* TASK:
What you return should match every record exactly, with the images removed.

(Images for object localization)
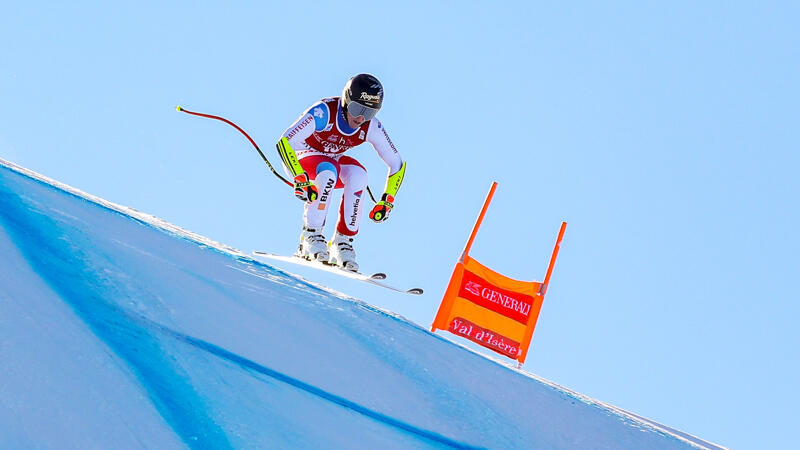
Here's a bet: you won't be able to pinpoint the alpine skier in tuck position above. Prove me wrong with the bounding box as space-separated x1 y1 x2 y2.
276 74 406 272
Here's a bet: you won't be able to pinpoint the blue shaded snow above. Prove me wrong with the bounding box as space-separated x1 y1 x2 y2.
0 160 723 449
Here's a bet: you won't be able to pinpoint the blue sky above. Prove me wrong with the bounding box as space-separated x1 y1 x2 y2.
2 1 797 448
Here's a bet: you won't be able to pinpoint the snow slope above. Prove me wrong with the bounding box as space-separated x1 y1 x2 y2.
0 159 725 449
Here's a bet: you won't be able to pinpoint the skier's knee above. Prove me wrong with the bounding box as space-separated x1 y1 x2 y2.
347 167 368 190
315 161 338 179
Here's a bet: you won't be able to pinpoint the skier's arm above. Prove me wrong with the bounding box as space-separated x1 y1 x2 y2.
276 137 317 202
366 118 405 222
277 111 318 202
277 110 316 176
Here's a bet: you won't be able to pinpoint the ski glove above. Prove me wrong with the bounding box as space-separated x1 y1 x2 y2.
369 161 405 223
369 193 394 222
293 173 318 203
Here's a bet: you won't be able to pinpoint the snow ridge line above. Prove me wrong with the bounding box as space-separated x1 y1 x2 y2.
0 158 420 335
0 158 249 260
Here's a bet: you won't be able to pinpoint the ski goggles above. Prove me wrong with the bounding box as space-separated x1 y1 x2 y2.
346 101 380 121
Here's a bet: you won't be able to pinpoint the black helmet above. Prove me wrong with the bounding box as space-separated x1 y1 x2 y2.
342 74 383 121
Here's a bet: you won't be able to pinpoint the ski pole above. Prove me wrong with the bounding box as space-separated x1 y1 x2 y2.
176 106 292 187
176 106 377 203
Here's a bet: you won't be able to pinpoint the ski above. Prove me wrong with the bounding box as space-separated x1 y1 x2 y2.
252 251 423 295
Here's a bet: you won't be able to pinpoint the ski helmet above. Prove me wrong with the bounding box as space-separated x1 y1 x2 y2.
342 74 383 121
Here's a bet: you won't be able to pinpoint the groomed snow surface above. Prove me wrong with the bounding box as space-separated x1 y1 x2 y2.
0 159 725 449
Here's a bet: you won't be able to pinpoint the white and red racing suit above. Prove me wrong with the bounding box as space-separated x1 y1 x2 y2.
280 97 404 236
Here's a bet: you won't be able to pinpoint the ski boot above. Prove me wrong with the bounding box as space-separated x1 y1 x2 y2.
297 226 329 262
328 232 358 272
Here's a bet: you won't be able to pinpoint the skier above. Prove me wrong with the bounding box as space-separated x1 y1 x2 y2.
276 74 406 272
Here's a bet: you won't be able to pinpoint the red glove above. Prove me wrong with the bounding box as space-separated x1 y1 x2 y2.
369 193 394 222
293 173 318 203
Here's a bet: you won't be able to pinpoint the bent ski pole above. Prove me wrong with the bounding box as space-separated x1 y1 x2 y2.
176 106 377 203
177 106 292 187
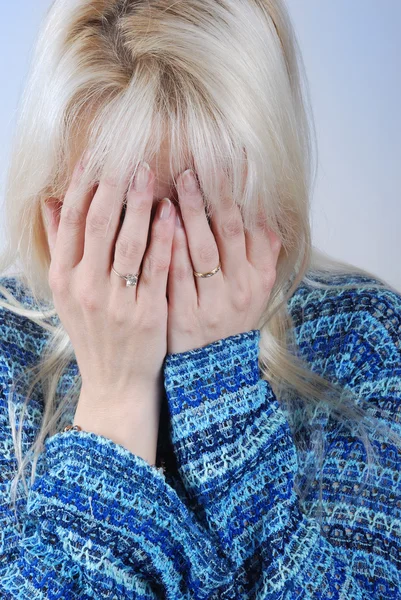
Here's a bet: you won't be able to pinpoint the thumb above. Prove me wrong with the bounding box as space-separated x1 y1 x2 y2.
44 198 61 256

* SOLUTION FOR THIS TASK:
Here's a bet: you won't be able to pinpoint the alpine skier in tuck position above. Prove me wrong with the bounding box as space-separated x1 y1 x2 y2.
276 74 406 272
Here's a bet: you won't be able to pinpoint the blue shaded snow above. Prove me wrong with the bounding box as space-separated x1 y1 x2 y2.
0 160 723 449
Here's a bet: you won't be able to pinpoint the blue sky above. Prove me wrong with the bounding box as space-separated x1 y1 x2 y2.
2 1 797 448
Here's a bet: you won't be able to pinpoint the snow slope above. Prove me wrong with the bounding box as space-separated x1 y1 x2 y2.
0 159 725 449
Here's a bet: you won't be able to pinpoint the skier's knee above. Prove me wrong with the bounding box as space-separated x1 y1 x2 y2.
347 167 368 190
315 161 338 179
Here's a bet: you won't be able to pinpoint the skier's arm above. Prove me wrong with the bounding box as space-separated x1 y1 x2 y2.
276 137 317 202
366 118 405 222
277 111 318 202
277 110 316 176
Here's a bet: you won't be able to pinpoint the ski glove above. Prove me wrong with the bounding box as space-separated x1 y1 x2 y2.
369 161 405 223
369 193 394 222
293 173 318 203
Here's a bet: you won't be able to pinpoint the snow ridge line above. Prove me wrong with the bounding box as space-separated x1 y1 x2 y2.
0 158 420 335
0 158 249 260
Here's a bet: you won't be able to pinpoint the ski goggles above. Prove me wrong with the bounding box as space-separated x1 y1 x2 y2.
346 101 380 121
Here's a bet: you won't be able to pinpoint the black helmet above. Prove me wrong with the bounding box as space-separated x1 y1 x2 y2.
342 74 383 121
Here's a bet: you won't be able to pinpoint the ski pole above. Prove me wrong with the bounding box as space-separated x1 y1 x2 y2.
176 106 292 187
176 106 377 203
Here's a bet: you won't be able to pinpoint the ski above. Prove me wrong with the bounding box as space-separated x1 y1 x2 y2.
252 251 423 295
Here's a bet: you won't be able to pinpoint the ski helmet above. Prove me wrong with the bounding box as space-separated x1 y1 x2 y2.
342 74 383 121
Here's a bet: you won't be able to pinpoint the groomed snow surface above. Prove me wrong with the bounding box as space-separated x1 y1 x2 y2.
0 159 725 449
Here's a bet: you won't be able to pinpoint the white and red racing suit above. Prove me wrong with the bounding box as space-separated x1 y1 x2 y2.
280 97 404 236
Here's a bet: you won't be able to pinpoint the ski boot above. Prove me wrong with the bounding box as space-separated x1 y1 x2 y2.
297 226 329 262
328 232 358 272
Here's a bet: you won't be able to pinpoint the skier above. Prove me wrong with the bounding box as space-separated x1 y1 x2 y2.
276 74 406 272
Here's a bet: you won't be able to pinpoint the red glove above. Prove me wrong with the bounding box as space-separated x1 y1 x2 y2.
369 193 394 222
293 173 318 203
Here's a bet: you won't be able to pinpoint the bent ski pole above. Prove me wrong with the bounding box as space-separated x1 y1 x2 y2.
176 106 377 203
177 106 292 187
Here's a bet: you won't be able to pinpoint the thumb above. Prove me wrong with the bounding box as space-separated x1 y1 x2 y2.
44 198 61 256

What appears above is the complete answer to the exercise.